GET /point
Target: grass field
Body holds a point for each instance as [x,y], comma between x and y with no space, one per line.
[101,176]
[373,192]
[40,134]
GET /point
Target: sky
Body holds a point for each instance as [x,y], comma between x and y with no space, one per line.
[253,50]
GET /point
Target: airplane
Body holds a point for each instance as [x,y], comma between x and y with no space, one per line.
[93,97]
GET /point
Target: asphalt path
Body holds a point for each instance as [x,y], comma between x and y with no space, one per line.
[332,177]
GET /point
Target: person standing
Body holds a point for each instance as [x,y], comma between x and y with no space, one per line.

####################

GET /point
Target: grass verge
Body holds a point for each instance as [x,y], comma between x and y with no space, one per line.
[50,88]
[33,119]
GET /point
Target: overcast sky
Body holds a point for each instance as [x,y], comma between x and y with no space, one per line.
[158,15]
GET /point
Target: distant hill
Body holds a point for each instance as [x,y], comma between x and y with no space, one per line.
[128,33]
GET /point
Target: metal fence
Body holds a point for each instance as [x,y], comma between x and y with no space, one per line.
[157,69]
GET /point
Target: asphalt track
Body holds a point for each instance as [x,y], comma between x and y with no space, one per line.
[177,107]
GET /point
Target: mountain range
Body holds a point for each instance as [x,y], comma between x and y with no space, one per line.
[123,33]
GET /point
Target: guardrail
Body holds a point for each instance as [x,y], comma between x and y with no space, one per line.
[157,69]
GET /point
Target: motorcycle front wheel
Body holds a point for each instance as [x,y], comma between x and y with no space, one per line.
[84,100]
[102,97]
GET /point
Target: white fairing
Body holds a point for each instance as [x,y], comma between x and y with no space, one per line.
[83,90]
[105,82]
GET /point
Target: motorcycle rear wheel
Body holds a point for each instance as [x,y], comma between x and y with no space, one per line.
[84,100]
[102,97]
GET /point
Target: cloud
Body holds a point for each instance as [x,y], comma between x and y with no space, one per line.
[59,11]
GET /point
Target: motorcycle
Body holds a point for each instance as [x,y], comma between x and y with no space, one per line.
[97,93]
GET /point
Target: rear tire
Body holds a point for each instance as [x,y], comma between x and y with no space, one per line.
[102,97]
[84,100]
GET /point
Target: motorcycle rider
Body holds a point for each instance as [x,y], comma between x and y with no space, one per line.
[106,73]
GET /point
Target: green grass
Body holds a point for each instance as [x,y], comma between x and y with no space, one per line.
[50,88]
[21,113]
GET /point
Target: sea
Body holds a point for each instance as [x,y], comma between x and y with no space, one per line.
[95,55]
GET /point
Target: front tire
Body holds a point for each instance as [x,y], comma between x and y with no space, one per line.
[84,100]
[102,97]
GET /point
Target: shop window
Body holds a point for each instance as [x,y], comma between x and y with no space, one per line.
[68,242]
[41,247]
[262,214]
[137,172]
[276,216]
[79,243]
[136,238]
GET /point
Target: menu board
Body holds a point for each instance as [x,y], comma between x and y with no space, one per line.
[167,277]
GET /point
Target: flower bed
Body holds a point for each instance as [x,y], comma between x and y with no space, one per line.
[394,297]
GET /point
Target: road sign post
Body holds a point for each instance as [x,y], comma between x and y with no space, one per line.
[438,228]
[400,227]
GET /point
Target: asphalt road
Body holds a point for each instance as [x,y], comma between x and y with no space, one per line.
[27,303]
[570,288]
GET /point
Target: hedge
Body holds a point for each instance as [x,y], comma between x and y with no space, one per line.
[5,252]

####################

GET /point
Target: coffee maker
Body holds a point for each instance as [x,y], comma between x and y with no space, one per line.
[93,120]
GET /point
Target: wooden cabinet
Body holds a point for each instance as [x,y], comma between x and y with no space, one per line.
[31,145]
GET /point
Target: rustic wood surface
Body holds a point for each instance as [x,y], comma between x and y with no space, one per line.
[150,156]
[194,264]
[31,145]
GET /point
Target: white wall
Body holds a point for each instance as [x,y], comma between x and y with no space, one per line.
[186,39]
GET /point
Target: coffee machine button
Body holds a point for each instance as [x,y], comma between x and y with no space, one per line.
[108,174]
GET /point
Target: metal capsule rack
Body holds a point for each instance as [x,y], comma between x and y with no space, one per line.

####################

- What the exercise asks
Gather every line of the listing above that contains the word "asphalt" and copy each one out.

- Answer to the task
Target: asphalt path
Target: asphalt track
Target: asphalt road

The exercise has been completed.